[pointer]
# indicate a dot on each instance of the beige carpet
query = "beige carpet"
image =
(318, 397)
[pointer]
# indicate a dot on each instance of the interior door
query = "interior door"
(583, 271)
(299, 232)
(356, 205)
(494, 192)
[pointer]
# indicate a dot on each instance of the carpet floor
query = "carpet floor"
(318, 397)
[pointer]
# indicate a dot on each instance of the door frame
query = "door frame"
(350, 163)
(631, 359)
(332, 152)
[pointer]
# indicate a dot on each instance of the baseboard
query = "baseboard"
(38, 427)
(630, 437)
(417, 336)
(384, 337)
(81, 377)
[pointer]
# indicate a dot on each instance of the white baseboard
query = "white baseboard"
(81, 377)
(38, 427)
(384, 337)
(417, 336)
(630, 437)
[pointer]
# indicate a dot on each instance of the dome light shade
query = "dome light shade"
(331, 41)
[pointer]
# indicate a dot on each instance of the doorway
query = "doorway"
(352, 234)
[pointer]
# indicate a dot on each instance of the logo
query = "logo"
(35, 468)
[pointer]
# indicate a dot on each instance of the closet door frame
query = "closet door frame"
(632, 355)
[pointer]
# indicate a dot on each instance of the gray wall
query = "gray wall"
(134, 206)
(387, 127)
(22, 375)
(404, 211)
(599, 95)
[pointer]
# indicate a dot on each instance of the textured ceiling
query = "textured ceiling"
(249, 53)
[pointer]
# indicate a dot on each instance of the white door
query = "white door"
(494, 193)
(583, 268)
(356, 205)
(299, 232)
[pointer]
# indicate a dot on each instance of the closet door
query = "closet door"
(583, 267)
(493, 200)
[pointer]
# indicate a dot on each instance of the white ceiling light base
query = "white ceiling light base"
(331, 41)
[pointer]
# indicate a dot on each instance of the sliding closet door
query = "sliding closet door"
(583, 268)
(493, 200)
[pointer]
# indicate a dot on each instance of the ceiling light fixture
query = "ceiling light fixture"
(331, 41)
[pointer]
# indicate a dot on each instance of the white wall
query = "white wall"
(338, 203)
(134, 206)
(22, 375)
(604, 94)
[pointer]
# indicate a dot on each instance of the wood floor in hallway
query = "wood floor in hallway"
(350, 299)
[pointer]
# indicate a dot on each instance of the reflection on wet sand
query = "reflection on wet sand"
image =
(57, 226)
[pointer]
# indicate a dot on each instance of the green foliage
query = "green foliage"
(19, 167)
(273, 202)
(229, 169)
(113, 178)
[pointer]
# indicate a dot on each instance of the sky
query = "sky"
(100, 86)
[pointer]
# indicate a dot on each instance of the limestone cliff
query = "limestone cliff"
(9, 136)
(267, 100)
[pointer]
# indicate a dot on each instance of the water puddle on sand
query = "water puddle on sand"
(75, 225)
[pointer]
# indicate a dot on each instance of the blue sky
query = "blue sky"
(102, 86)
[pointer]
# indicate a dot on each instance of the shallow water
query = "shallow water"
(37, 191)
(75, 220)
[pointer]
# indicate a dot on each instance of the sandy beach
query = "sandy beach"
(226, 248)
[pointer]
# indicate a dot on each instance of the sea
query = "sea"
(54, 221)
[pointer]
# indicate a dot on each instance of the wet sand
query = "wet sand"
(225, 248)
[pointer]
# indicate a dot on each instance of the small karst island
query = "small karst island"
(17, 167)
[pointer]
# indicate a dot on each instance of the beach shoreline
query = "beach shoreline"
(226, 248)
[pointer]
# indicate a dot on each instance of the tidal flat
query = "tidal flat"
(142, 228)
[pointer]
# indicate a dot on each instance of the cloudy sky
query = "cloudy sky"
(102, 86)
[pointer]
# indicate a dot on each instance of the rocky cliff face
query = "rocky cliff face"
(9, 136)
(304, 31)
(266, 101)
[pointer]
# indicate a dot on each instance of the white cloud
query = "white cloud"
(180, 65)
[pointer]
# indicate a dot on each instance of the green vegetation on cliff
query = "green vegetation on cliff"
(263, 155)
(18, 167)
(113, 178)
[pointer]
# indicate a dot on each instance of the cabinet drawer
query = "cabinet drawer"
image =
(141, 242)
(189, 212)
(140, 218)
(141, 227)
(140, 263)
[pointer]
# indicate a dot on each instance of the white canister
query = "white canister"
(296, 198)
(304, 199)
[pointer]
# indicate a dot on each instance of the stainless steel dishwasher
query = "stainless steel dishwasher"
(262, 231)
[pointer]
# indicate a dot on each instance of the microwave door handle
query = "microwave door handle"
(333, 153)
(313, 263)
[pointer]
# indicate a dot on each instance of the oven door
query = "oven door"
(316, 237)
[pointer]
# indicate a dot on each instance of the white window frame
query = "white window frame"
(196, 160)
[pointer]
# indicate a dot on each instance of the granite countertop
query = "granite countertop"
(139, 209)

- [Exercise directions]: Write out the entries verbatim, all of them.

- [Solved exercise]:
[pointer]
# indicate a dot on each instance of the beige carpet
query = "beige carpet"
image =
(318, 397)
[pointer]
# indicate a dot on each instance of the interior door
query = "interior door"
(583, 271)
(299, 232)
(356, 205)
(494, 192)
[pointer]
# indicate a dot on each instance of the carpet floor
query = "carpet floor"
(318, 397)
[pointer]
# indicate a dot on each instance of the door frame
query = "door frame"
(350, 163)
(631, 359)
(332, 152)
[pointer]
# indicate a dot on each instance of the baseboard
query = "baseboard"
(38, 427)
(630, 437)
(417, 336)
(384, 337)
(81, 377)
[pointer]
# indicate a dot on each instance of the white baseboard
query = "white baseboard"
(81, 377)
(38, 427)
(384, 337)
(417, 336)
(630, 437)
[pointer]
# indicate a dot on each instance of the dome light shade
query = "dome light shade"
(331, 41)
[pointer]
# indicate a dot on each instance of the doorway
query = "doorway"
(352, 234)
[pointer]
# indicate a dot on each instance of the logo
query = "logo"
(35, 468)
[pointer]
# indicate a dot on each instance of the closet door frame
query = "closet door frame"
(632, 355)
[pointer]
# indicate a dot on each instance of the gray wall
query = "gray wall"
(134, 206)
(387, 127)
(22, 375)
(404, 211)
(599, 95)
[pointer]
# indicate a dot on each instance of the textured ceiling
query = "textured ceiling"
(249, 53)
[pointer]
# indicate a dot on each instance of the white door
query = "white door"
(494, 193)
(583, 268)
(356, 205)
(299, 232)
[pointer]
# indicate a dot on each instance of the closet door
query = "closet door"
(583, 267)
(493, 200)
[pointer]
# indicate a dot on each instance of the white ceiling light base
query = "white ceiling light base"
(331, 41)
[pointer]
# indicate a dot on each instance of the sliding closet door
query = "sliding closet door"
(583, 268)
(493, 200)
[pointer]
# indicate a dot on each instance of the ceiling light fixture
query = "ceiling light fixture"
(331, 41)
[pointer]
# indicate a dot on each instance of the white wall
query = "white wall"
(338, 203)
(134, 206)
(22, 375)
(604, 94)
[pointer]
# indicate a dot on each instance of the wood floor in hallway
query = "wood floor in hallway"
(350, 299)
[pointer]
# indicate a dot on each instance of the reflection on wet sand
query = "reflection on wet sand"
image =
(57, 226)
[pointer]
# indicate a dot on each instance of the green foliage
query = "green foliage"
(19, 167)
(273, 202)
(229, 169)
(113, 178)
[pointer]
# indicate a dot on each instance of the sky
query = "sky"
(100, 86)
[pointer]
# indicate a dot on each instance of the limestone cliff
query = "limestone cliff"
(9, 136)
(267, 100)
[pointer]
# indicate a dot on each instance of the water puddle on sand
query = "water puddle on sand"
(75, 225)
[pointer]
# indicate a dot on each instance of the blue sky
query = "blue sky"
(102, 86)
[pointer]
# indicate a dot on each instance of the shallow water
query = "shallow water"
(37, 191)
(75, 220)
[pointer]
# indicate a dot on each instance of the sandy beach
query = "sandy beach"
(226, 248)
[pointer]
# indicate a dot on each instance of the sea
query = "sea"
(54, 221)
[pointer]
# indicate a dot on each instance of the wet sand
query = "wet sand"
(225, 248)
[pointer]
# indicate a dot on each instance of the small karst island
query = "small karst island"
(17, 167)
[pointer]
# indicate a dot on each instance of the beach shoreline
query = "beach shoreline"
(226, 248)
[pointer]
# indicate a dot on each instance of the tidal flat
query = "tidal flat"
(142, 228)
[pointer]
# indicate a dot on each instance of the cloudy sky
query = "cloudy sky"
(102, 86)
[pointer]
# indicate a dot on each instance of the rocky cliff face
query = "rocky cliff face"
(9, 136)
(304, 31)
(266, 101)
[pointer]
# indicate a dot on each instance of the white cloud
query = "white cloud"
(180, 65)
[pointer]
# indicate a dot on each instance of the green vegetation on cliff
query = "green vegetation on cliff"
(263, 155)
(18, 167)
(113, 178)
[pointer]
# indicate a dot on each instance of the cabinet drawer
query = "cabinet drawer"
image =
(141, 242)
(189, 212)
(140, 218)
(141, 227)
(140, 263)
[pointer]
# indicate a dot on each instance of the white canister
query = "white canister"
(296, 198)
(304, 199)
[pointer]
# indicate a dot on each instance of the stainless steel dishwasher
query = "stainless steel dishwasher"
(262, 231)
[pointer]
# indicate a dot on each instance of the microwave door handle
query = "microwave door handle"
(333, 153)
(313, 263)
[pointer]
# indicate a dot on each instance of the oven door
query = "oven door"
(316, 237)
[pointer]
# indicate a dot on each instance of the white window frame
query = "white window frame"
(196, 160)
[pointer]
# indicate a dot on each instance of the granite countertop
query = "granite countertop"
(139, 209)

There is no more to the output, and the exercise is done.